→ ENTRIES SHOWN
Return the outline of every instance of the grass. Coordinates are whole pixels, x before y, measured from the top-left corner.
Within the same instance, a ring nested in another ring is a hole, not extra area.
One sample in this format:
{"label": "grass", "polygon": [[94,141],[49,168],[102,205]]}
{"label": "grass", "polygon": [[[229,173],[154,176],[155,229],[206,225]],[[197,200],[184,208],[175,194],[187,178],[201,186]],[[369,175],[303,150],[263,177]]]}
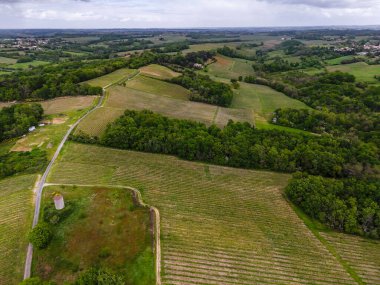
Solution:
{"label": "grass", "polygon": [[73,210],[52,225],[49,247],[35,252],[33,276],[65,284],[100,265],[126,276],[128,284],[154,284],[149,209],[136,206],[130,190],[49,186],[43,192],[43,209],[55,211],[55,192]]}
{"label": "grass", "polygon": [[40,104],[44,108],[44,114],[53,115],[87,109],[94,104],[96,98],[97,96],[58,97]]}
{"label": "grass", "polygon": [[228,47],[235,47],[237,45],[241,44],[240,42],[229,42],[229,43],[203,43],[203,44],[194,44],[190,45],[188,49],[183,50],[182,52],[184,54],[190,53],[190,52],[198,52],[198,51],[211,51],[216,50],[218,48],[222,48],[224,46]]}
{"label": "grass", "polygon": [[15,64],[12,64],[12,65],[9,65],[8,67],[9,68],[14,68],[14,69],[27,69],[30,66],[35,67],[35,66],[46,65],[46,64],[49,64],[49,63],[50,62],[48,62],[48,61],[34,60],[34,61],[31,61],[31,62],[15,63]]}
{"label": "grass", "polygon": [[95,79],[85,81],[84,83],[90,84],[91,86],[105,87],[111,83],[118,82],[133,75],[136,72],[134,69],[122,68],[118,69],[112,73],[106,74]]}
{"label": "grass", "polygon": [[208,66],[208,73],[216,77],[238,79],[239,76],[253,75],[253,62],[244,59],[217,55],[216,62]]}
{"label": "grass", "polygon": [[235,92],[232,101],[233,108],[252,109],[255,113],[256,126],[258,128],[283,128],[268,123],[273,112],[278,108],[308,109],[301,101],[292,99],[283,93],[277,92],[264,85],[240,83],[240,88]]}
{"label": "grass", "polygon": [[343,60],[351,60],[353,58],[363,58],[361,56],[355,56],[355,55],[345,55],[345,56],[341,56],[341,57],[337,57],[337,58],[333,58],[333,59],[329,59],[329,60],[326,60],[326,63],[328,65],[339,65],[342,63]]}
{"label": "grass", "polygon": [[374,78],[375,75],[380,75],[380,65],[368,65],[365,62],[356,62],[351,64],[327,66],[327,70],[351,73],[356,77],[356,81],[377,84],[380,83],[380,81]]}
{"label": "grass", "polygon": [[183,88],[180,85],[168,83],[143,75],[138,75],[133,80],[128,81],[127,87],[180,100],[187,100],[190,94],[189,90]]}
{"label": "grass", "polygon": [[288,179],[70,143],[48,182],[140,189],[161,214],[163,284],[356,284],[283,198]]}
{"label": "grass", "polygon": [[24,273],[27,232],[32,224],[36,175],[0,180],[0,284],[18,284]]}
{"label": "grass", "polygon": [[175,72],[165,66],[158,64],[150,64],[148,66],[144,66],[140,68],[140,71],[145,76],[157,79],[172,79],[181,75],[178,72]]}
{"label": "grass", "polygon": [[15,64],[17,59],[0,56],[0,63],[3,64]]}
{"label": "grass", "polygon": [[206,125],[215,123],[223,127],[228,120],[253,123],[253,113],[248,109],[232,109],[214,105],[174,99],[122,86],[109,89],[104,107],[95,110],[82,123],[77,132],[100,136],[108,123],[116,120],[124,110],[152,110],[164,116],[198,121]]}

→ TASK BRIEF
Copy, from the data above, every line where the word "instance" appears.

→ RESPONSE TO THIS EXERCISE
Return the outline of every instance of the grass. Coordinates are whole pixels, x before y, measured from the top-left corner.
Within the same instance, a ring nested in another ring is a hole, not extra area.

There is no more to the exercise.